Work instruction
Which lines run from the one containing "Format each detection" to the end of the entries below? Reproduce them exactly, both ends included.

Data
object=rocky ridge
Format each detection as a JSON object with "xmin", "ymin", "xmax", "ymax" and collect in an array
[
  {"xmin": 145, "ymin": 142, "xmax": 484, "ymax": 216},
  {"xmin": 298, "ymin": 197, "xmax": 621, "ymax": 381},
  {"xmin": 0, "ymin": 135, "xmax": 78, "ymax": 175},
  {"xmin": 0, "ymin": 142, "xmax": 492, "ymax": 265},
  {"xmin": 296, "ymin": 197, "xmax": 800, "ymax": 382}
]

Answer box
Format each detection as a JSON object with "xmin", "ymin", "xmax", "ymax" and collect in an array
[
  {"xmin": 145, "ymin": 142, "xmax": 484, "ymax": 216},
  {"xmin": 298, "ymin": 197, "xmax": 621, "ymax": 381},
  {"xmin": 0, "ymin": 135, "xmax": 78, "ymax": 175},
  {"xmin": 0, "ymin": 142, "xmax": 492, "ymax": 265},
  {"xmin": 296, "ymin": 197, "xmax": 800, "ymax": 382}
]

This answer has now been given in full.